▸ Direction
Reproduce the material below in full, replacing each occurrence of "rings" with "contours" and leaving everything else unchanged.

════════

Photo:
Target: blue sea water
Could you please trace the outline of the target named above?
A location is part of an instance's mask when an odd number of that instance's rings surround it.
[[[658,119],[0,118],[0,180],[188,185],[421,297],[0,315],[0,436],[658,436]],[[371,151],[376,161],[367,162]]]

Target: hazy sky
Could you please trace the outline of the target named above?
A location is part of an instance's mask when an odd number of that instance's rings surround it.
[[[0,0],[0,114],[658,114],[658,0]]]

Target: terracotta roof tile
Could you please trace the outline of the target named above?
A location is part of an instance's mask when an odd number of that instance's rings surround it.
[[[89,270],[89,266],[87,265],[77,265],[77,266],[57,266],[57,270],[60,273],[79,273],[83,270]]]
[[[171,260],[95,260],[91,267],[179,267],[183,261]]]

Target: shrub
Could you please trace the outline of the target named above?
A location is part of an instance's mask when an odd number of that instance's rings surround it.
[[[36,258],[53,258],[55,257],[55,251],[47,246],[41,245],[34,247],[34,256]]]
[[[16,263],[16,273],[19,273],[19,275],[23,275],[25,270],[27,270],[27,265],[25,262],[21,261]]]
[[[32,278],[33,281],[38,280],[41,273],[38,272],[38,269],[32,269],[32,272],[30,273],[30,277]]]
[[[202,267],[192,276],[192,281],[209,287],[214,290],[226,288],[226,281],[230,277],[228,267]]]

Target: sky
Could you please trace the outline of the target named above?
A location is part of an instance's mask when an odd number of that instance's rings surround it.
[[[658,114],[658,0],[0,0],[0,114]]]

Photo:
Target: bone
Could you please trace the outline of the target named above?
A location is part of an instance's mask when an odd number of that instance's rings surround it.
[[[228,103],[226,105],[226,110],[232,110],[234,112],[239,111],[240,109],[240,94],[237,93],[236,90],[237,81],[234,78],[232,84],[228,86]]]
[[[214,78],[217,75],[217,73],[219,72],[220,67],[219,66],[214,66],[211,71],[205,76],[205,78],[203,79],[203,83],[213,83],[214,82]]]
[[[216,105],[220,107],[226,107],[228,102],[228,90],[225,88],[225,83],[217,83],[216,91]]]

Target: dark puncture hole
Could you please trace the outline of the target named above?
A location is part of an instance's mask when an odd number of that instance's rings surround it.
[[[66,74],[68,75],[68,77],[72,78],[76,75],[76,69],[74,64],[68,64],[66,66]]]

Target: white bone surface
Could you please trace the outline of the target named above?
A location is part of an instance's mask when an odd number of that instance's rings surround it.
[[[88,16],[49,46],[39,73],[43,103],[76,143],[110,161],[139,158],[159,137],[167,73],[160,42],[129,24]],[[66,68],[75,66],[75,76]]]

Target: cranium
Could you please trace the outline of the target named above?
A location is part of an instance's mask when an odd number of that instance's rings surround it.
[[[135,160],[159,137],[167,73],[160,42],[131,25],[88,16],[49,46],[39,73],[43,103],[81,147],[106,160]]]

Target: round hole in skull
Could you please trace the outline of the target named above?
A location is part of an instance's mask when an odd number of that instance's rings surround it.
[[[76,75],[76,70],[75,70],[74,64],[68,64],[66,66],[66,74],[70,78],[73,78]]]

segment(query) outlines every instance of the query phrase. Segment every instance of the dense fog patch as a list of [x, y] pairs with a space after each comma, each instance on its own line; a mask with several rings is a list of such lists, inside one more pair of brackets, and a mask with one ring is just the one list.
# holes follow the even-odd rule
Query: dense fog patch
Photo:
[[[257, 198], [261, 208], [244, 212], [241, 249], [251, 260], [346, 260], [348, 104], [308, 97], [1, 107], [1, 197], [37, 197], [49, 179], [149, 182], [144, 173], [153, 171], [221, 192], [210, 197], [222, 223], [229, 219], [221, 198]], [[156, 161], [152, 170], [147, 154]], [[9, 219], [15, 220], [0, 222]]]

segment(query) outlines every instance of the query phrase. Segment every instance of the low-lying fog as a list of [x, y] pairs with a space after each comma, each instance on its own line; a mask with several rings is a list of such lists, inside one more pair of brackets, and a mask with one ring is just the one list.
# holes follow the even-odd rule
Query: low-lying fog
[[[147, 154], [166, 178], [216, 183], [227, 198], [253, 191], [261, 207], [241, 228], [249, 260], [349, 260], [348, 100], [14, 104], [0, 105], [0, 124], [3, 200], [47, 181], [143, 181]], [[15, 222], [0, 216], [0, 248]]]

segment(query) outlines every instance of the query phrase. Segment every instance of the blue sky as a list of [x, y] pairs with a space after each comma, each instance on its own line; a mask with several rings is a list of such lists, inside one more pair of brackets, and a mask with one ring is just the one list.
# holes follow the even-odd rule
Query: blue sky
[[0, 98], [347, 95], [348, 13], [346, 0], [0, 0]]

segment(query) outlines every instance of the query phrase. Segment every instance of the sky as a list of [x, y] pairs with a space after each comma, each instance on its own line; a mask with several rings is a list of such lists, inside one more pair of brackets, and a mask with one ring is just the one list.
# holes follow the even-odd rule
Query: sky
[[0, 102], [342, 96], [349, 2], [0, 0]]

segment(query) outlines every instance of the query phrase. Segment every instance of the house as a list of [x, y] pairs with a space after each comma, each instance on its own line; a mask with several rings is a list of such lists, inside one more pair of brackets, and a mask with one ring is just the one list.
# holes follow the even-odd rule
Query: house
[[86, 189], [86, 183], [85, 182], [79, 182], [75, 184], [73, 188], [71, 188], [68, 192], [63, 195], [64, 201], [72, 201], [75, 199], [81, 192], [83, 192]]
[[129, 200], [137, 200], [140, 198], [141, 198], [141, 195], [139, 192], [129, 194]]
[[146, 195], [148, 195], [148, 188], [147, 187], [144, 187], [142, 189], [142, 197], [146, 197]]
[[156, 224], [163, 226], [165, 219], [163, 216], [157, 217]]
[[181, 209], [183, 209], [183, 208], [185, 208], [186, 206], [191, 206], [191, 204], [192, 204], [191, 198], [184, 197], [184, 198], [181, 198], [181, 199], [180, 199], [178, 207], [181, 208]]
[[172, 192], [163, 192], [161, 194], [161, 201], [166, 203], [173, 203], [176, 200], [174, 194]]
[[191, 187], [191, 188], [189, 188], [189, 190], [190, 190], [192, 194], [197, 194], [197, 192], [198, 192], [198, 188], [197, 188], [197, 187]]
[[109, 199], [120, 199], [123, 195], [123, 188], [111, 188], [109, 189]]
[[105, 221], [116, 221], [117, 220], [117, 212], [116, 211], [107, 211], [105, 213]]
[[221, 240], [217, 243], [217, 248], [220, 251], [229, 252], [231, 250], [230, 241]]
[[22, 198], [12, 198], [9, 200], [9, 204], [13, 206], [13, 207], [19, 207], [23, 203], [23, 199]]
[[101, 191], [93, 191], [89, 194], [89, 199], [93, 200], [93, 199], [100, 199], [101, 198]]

════════

▸ Written solution
Photo:
Target: blue sea water
Could you please trace the outline of the target named above?
A location is part of an instance's mask when an odd number of that instance's contours surround it.
[[[658,119],[0,118],[0,180],[188,185],[421,297],[0,315],[0,436],[658,436]],[[371,151],[376,161],[367,162]]]

Target: hazy sky
Could you please trace the outline of the target named above?
A location is part of an instance's mask when an odd number of that instance's contours surround it.
[[[0,0],[0,114],[658,114],[658,0]]]

Target: terracotta roof tile
Could you please trace the outline of the target named above?
A location is part of an instance's mask when an odd number of that instance's contours surround it.
[[[89,270],[89,266],[87,265],[77,265],[77,266],[57,266],[57,270],[60,273],[79,273],[83,270]]]
[[[171,260],[95,260],[91,267],[179,267],[183,261]]]

Target: shrub
Could you please trace the outline of the target named above?
A location is part of an instance's mask when an odd number of that instance's contours surround it.
[[[36,258],[53,258],[55,257],[55,251],[47,246],[41,245],[34,247],[34,256]]]
[[[16,263],[16,273],[19,273],[19,275],[23,275],[25,270],[27,270],[27,265],[25,262],[21,261]]]
[[[32,278],[33,281],[38,280],[41,273],[38,272],[38,269],[32,269],[32,272],[30,273],[30,277]]]
[[[202,267],[192,276],[192,281],[209,287],[214,290],[226,288],[226,281],[230,277],[228,267]]]

Target: sky
Could you please trace the outline of the target named above?
A location is part of an instance's mask when an odd number of that instance's contours surround it.
[[[658,114],[658,0],[0,0],[0,114]]]

Photo:
Target: bone
Could you please trace the outline of the target named above?
A location is part of an instance's mask when an odd number of that instance's contours surround it.
[[[228,103],[226,105],[226,110],[232,110],[234,112],[239,111],[240,109],[240,94],[237,93],[236,90],[237,81],[234,78],[232,84],[228,86]]]
[[[214,78],[217,75],[217,73],[219,72],[220,67],[219,66],[214,66],[211,71],[205,76],[205,78],[203,79],[203,83],[213,83],[214,82]]]
[[[216,105],[220,107],[226,107],[228,102],[228,90],[225,88],[225,83],[217,83],[216,91]]]

Target: dark puncture hole
Could you please trace the outline of the target named above?
A location is part of an instance's mask when an odd number of that instance's contours surround it.
[[[66,74],[68,75],[68,77],[72,78],[76,75],[76,69],[74,64],[68,64],[66,66]]]

Target: white bone surface
Could you please trace the outline of the target named above?
A location is part of an instance's mask when an odd number of that instance's contours surround it.
[[[88,16],[49,46],[39,73],[43,103],[76,143],[110,161],[139,158],[159,137],[167,73],[160,42],[129,24]],[[66,68],[75,66],[75,76]]]

Target: cranium
Could you please trace the outline of the target named above?
A location is part of an instance's mask when an odd number of that instance's contours surround it.
[[[135,160],[159,137],[167,73],[160,42],[131,25],[88,16],[49,46],[39,73],[43,103],[81,147],[106,160]]]

Target: round hole in skull
Could you please trace the outline of the target named above?
A location is part of an instance's mask when an odd number of that instance's contours surround it.
[[[76,75],[76,70],[75,70],[74,64],[68,64],[66,66],[66,74],[70,78],[73,78]]]

segment(query) outlines every instance of the query phrase. Segment every instance of the dense fog patch as a list of [x, y] pairs with a space after each comma, each instance on its own line; a mask with several contours is a list of such lists, inside one more pair of brackets, and a mask with one ring is just the one list.
# holes follow the even-odd rule
Query: dense fog patch
Photo:
[[[257, 198], [261, 208], [244, 212], [241, 249], [251, 260], [346, 260], [348, 104], [308, 97], [1, 107], [1, 197], [37, 197], [49, 179], [149, 182], [144, 173], [153, 171], [221, 192], [210, 197], [222, 223], [229, 219], [221, 198]], [[156, 161], [152, 170], [147, 154]], [[9, 219], [15, 220], [0, 222]]]

segment(query) outlines every instance of the query phrase. Segment every instance of the low-lying fog as a list of [x, y] pairs with a space after each comma, each instance on its own line; a mask with several contours is a list of such lists, inside one more pair of brackets, and a mask with one ring is just the one list.
# holes follow the even-odd rule
Query: low-lying fog
[[[147, 154], [166, 178], [216, 183], [227, 198], [253, 191], [261, 207], [241, 228], [249, 260], [349, 260], [348, 100], [14, 104], [0, 105], [0, 124], [3, 200], [47, 181], [143, 181]], [[15, 222], [0, 216], [0, 248]]]

segment(query) outlines every instance of the query phrase. Segment every instance of the blue sky as a list of [x, y] pairs with a space after each comma, each instance on its own line; a mask with several contours is a list of such lists, inside one more pair of brackets, and a mask with one ring is just the one list.
# holes follow the even-odd rule
Query: blue sky
[[0, 98], [347, 95], [348, 13], [346, 0], [0, 0]]

segment(query) outlines every instance of the query phrase. Segment every instance of the sky as a list of [x, y] pairs with a space after each comma, each instance on its own line; a mask with several contours is a list of such lists, inside one more pair of brackets, and a mask with one ring is just the one list.
# holes follow the even-odd rule
Query: sky
[[0, 102], [342, 96], [349, 2], [0, 0]]

segment(query) outlines every instance of the query phrase. Segment every instance of the house as a list of [x, y] pairs with a space after each comma, each instance on its own line; a mask with several contours is a list of such lists, inside one more pair of brackets, and a mask with one ring is just the one list.
# holes follow the even-odd rule
Query: house
[[86, 189], [86, 183], [85, 182], [79, 182], [75, 184], [73, 188], [71, 188], [68, 192], [63, 195], [64, 201], [72, 201], [75, 199], [81, 192], [83, 192]]
[[129, 200], [137, 200], [140, 198], [141, 198], [141, 195], [139, 192], [129, 194]]
[[146, 195], [148, 195], [148, 188], [147, 187], [144, 187], [142, 189], [142, 197], [146, 197]]
[[156, 224], [163, 226], [165, 219], [163, 216], [157, 217]]
[[181, 209], [183, 209], [183, 208], [185, 208], [186, 206], [191, 206], [191, 204], [192, 204], [191, 198], [184, 197], [184, 198], [181, 198], [181, 199], [180, 199], [178, 207], [181, 208]]
[[172, 192], [163, 192], [161, 194], [161, 201], [166, 203], [173, 203], [176, 200], [174, 194]]
[[191, 187], [191, 188], [189, 188], [189, 190], [190, 190], [192, 194], [197, 194], [197, 192], [198, 192], [198, 188], [197, 188], [197, 187]]
[[109, 199], [120, 199], [123, 195], [123, 188], [111, 188], [109, 189]]
[[105, 221], [116, 221], [117, 220], [117, 212], [116, 211], [107, 211], [105, 213]]
[[221, 240], [217, 243], [217, 248], [220, 251], [229, 252], [231, 250], [230, 241]]
[[22, 198], [12, 198], [9, 200], [9, 204], [13, 206], [13, 207], [19, 207], [23, 203], [23, 199]]
[[101, 191], [93, 191], [89, 194], [89, 199], [93, 200], [93, 199], [100, 199], [101, 198]]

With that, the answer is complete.